** TASK TO COMPLETE **
The records below need to be repeated exactly, though not their pictures.

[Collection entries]

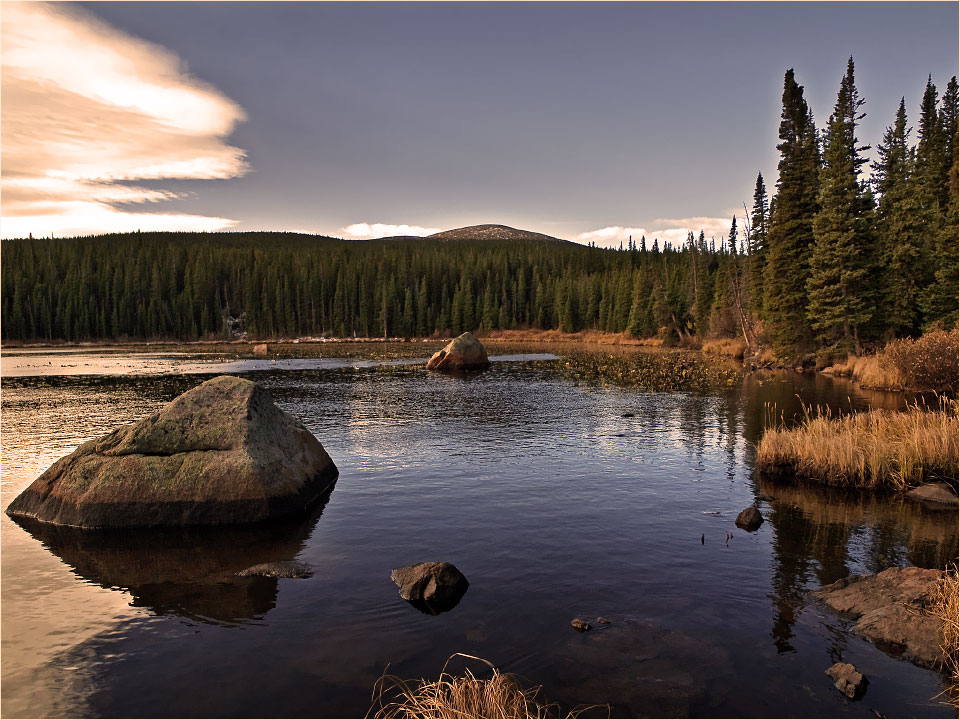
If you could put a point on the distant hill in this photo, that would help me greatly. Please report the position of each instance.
(486, 232)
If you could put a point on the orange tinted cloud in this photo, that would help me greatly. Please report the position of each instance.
(86, 109)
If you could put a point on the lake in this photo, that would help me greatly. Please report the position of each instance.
(556, 498)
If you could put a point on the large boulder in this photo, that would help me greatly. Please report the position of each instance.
(462, 353)
(221, 453)
(890, 611)
(432, 587)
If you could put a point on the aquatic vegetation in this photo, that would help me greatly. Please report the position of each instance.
(725, 347)
(873, 449)
(650, 369)
(460, 696)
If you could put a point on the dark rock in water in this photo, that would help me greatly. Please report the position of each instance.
(221, 453)
(282, 569)
(462, 353)
(889, 609)
(937, 496)
(433, 587)
(641, 670)
(847, 680)
(749, 519)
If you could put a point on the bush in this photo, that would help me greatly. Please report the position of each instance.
(928, 363)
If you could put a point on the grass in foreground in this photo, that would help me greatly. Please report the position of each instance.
(946, 605)
(927, 364)
(876, 449)
(459, 696)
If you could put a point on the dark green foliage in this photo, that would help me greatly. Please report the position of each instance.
(899, 230)
(841, 263)
(791, 224)
(194, 285)
(757, 245)
(819, 264)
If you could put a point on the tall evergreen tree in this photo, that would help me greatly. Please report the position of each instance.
(899, 229)
(757, 245)
(840, 301)
(791, 224)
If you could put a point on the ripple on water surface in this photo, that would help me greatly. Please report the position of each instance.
(550, 501)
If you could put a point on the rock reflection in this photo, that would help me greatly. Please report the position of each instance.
(191, 572)
(815, 530)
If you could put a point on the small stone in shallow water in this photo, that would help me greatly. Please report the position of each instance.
(938, 496)
(847, 680)
(749, 519)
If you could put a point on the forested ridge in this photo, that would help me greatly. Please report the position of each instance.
(837, 259)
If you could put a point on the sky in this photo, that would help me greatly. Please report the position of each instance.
(588, 121)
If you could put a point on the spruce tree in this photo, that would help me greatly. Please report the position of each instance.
(840, 301)
(899, 229)
(791, 224)
(757, 245)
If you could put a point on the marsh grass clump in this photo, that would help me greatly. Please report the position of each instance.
(927, 363)
(460, 696)
(650, 370)
(870, 371)
(945, 604)
(725, 347)
(876, 449)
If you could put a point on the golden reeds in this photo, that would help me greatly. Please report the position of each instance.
(873, 449)
(725, 347)
(459, 696)
(945, 604)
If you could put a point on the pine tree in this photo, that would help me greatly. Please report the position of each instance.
(791, 224)
(899, 229)
(840, 301)
(757, 245)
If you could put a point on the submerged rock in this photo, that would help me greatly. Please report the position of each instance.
(282, 569)
(847, 680)
(749, 519)
(889, 609)
(432, 587)
(221, 453)
(462, 353)
(938, 496)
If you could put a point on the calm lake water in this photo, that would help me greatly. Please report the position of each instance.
(550, 501)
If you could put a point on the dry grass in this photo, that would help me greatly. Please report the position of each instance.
(928, 363)
(945, 604)
(725, 347)
(584, 336)
(870, 371)
(459, 696)
(875, 449)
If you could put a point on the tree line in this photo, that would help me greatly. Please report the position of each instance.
(835, 259)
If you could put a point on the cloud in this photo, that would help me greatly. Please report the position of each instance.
(673, 230)
(366, 231)
(87, 111)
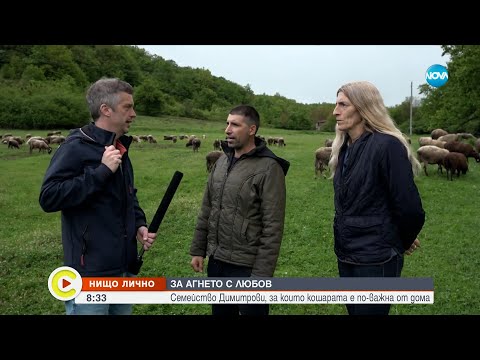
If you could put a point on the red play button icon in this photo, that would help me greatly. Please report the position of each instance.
(65, 283)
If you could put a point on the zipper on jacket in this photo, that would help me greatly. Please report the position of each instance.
(84, 247)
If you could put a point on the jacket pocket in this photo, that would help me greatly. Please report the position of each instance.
(362, 233)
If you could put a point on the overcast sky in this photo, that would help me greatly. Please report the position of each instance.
(311, 73)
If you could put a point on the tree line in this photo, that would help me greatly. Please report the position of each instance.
(43, 86)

** RESULT OF THE TASK **
If you could put a point on the distant hill in this photo, that would help me greatly. Please report the position of each instance.
(486, 232)
If you could put a point on the orange tinted cloud in this photo, that would help me greatly. Please report the position of each instance.
(86, 109)
If you could put a point on the lake in this photo, that would help me greatly. Please report the position of each instance.
(556, 498)
If you could put a point on the large boulder in this photo, that would help me greatly. Please report the position of each instance.
(462, 353)
(221, 453)
(890, 611)
(432, 587)
If you could put a point on the aquatic vegetation in this photo, that would help me greatly. Please report the position of each instance.
(725, 347)
(873, 449)
(650, 369)
(460, 696)
If you could put a point on the dark rock in water in this photo, that would help me greatly. Please report the position of each instance.
(221, 453)
(282, 569)
(462, 353)
(889, 609)
(937, 496)
(433, 587)
(641, 670)
(847, 680)
(749, 519)
If you could put a point on the bush in this photo, that would help me greatly. Please report the position of each instance.
(928, 363)
If you could put a point on the grass in foreground in this photo, that would help me greatly. Please report the position of each instance.
(946, 605)
(927, 364)
(876, 449)
(459, 696)
If you could put a point on the dark green foliage in this photo, that would help me greatly. Please report the position of each instance.
(899, 230)
(841, 263)
(791, 224)
(194, 285)
(757, 245)
(819, 264)
If you could put a point on the tall evergreen tree in this photo, that would help me greatly. Please report the position of each instance.
(899, 229)
(757, 245)
(840, 301)
(791, 224)
If you could put a point on the ripple on water surface in this photo, that would help me greatly. Please report the position of each instance.
(550, 501)
If you could put a point on the rock reflection in this photo, that would help me greatly. Please report the position of each instance.
(191, 572)
(815, 530)
If you could put a point on the small stone in shallow water in this photo, that would help me greatly. Please report the position of each instance.
(938, 496)
(847, 680)
(749, 519)
If you could put a point on the forested ridge in this photo, that would help me greatly. Please report the position of each instance.
(837, 259)
If you could put a point on the sky in this photo, that would help me greatly. Please report the position of each instance.
(588, 121)
If you could put a point on the spruce tree in this photo, that would help me greatly. Please report the position of each instance.
(840, 301)
(899, 229)
(791, 224)
(757, 245)
If you could put a point on the marsh grass clump in this photo, that would help me greatly. Please report the position of each instance.
(927, 363)
(460, 696)
(650, 370)
(870, 371)
(945, 604)
(725, 347)
(876, 449)
If you could put a point on the golden reeds in this photo, that would help me greatly. Please report the position of each instance.
(873, 449)
(725, 347)
(459, 696)
(945, 604)
If you could put a point on the pine tree in this photo, that would help me greatly. Please report the position of each instance.
(791, 224)
(899, 229)
(840, 301)
(757, 245)
If you could put a point on the submerged rock in this photo, that would help me greatly. Please report the position of each instance.
(282, 569)
(847, 680)
(749, 519)
(889, 609)
(432, 587)
(221, 453)
(462, 353)
(938, 496)
If you could put a point on the calm lake water in this photo, that would help me greatly. Please report the position of each instance.
(550, 501)
If you could put a point on the dry grass in this photo, that would help me greatly. Please report the position of each instance.
(928, 363)
(945, 604)
(725, 347)
(584, 336)
(870, 371)
(459, 696)
(875, 449)
If you could put a point on the tree line in this photo, that would help me greatly. Please report the position of each instance.
(835, 259)
If you could put a point on the cloud in this photo, that would help me greatly. Please report the position of each instance.
(673, 230)
(366, 231)
(87, 111)
If you could put a point on the red play button icon in this photo, that would help me greatly. Please report the position of each instance.
(65, 283)
If you could put a point on the zipper on jacket in this photo, that would help me greatly. Please report the position of each instance.
(84, 247)
If you could put a point on the jacket pocket in this photo, that would help me greatly. Please report the position of each instance.
(362, 233)
If you could put a point on the overcast sky in this photo, that would help me greatly. Please report the position of each instance.
(311, 73)
If you could put a point on the tree line in this photo, that would help me greatly. Please report the position of each instance.
(43, 86)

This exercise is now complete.